##### Text for analysis
Students for Sensible Drug Policy criticize war on drugs in concert benefit

Isabella Jiao, Reporter

Speakers and student performers spoke out against the war on drugs Friday night in the first Speak Out and Benefit Concert, the biggest event on campus for Students for Sensible Drug Policy.

Named Sensiblelooza, the concert is SSDP’s first attempt to create an annual event, said Weinberg junior Anna DiStefano, vice president of fundraising and finance for SSDP. Friday’s event aimed to increase the organization’s visibility among students, she said.

Paul Salamanca, SSDP’s vice president of community outreach and event planning, explained that as governmental drug laws change, SSDP is working actively with Associated Student Government to push for more lenient policies at the University level and nationwide.

Around 50 people attended the event at Norris University Center, and the audience was encouraged to share feelings on social media throughout the event using the hashtag #StaySensible. The concert featured performances from student artists and student band Brainstorm.

Heather Schoenfeld, an assistant professor at the Center for Legal Studies in the Weinberg College of Arts and Sciences, said the war on drugs creates a culture strongly against drug use and potentially leads to many being unjustly imprisoned for minor offenses.

“People who are found with (only) small amounts of drugs can actually be sentenced up to life in prison,” Schoenfeld said.

Kathie Kane-Willis, director of the Illinois Consortium on Drug Policy at Roosevelt University, said she thinks reducing the harm for drug abusers is an important way to help them overcome their problems. This includes getting drug users to choose sterilized syringes and avoid mixing drugs, she said.

“(Harm reduction) is about meeting someone where they are and trying to get them make a positive change,” Kane-Willis said.

Kane-Willis also warned against the possible breakdown of the drug policy reform movement despite recent victories, such as the legalization of medical marijuana in Illinois. She said that radical members in the movement tend to accuse other members for not being supportive enough, and the discord could make the movement fall apart.

Distefano said SSDP want to increase student participation by making the Sensiblelooza concert an annual event.

“The event is very well advertised, and the organizers are very spirited,” said Lauren Harris, a Medill sophomore who attended the event.

Salamanca added that the group is pushing for policy changes related to the student population.

“One thing that we would like the University to adopt is the medical cannabis use because that’s also the pilot program that’s legalized in Illinois,” Salamanca said.
##########
How to complete this task. Transcribe the passage of the article on the Sensiblelooza drug policy concert between "Kathie Kane-Willis, director" and "drugs, she said.", inclusive. The listing further down plays no part in this work.
##### Excerpted data
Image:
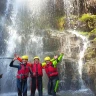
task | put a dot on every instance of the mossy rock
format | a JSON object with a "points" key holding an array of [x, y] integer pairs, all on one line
{"points": [[60, 21], [88, 21], [90, 53]]}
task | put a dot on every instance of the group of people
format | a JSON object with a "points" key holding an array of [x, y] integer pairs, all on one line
{"points": [[35, 70]]}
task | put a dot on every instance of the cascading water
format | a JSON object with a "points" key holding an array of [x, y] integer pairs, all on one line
{"points": [[20, 40], [25, 25]]}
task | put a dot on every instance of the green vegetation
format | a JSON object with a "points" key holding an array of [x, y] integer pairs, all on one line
{"points": [[60, 22], [89, 21]]}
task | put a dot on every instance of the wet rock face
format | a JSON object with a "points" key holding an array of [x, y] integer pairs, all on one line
{"points": [[88, 6], [2, 6]]}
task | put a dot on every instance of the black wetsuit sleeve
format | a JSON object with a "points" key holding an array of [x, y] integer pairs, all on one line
{"points": [[16, 66]]}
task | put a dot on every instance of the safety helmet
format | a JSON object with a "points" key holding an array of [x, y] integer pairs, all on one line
{"points": [[25, 57], [47, 58], [36, 57]]}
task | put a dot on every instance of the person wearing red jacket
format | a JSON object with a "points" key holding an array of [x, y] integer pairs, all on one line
{"points": [[50, 67], [36, 69], [22, 74]]}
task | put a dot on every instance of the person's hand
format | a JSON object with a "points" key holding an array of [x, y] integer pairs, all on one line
{"points": [[56, 56]]}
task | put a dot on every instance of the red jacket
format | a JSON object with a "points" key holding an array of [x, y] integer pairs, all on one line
{"points": [[50, 70], [37, 70], [23, 72]]}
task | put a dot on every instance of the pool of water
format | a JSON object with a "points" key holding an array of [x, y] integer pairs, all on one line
{"points": [[84, 92]]}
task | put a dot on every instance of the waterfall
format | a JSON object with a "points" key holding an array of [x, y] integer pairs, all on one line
{"points": [[23, 37], [28, 29], [83, 48]]}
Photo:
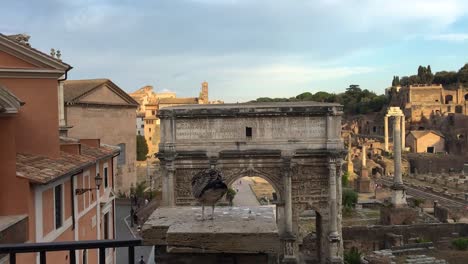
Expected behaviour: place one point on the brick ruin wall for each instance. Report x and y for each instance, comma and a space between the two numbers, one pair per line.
425, 163
370, 238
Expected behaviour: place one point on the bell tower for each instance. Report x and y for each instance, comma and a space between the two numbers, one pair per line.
204, 93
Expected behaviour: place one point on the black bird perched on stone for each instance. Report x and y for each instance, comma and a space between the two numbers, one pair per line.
208, 188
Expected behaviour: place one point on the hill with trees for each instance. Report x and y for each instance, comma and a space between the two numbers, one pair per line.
449, 79
355, 100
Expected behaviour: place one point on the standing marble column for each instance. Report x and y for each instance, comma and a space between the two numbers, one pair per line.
333, 236
403, 133
339, 192
397, 150
287, 200
288, 238
170, 186
364, 157
386, 132
398, 189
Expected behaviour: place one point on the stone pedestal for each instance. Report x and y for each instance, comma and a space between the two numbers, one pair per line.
363, 183
234, 230
398, 216
398, 195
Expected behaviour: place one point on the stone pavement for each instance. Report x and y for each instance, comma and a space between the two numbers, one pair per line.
423, 259
123, 232
245, 195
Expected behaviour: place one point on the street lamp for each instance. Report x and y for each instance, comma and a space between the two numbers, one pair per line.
97, 179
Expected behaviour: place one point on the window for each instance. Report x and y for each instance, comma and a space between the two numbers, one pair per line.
##########
Result.
Kathie Kane-Willis, director of the Illinois Consortium on Drug Policy at Roosevelt University, said she thinks reducing the harm for drug abusers is an important way to help them overcome their problems. This includes getting drug users to choose sterilized syringes and avoid mixing drugs, she said.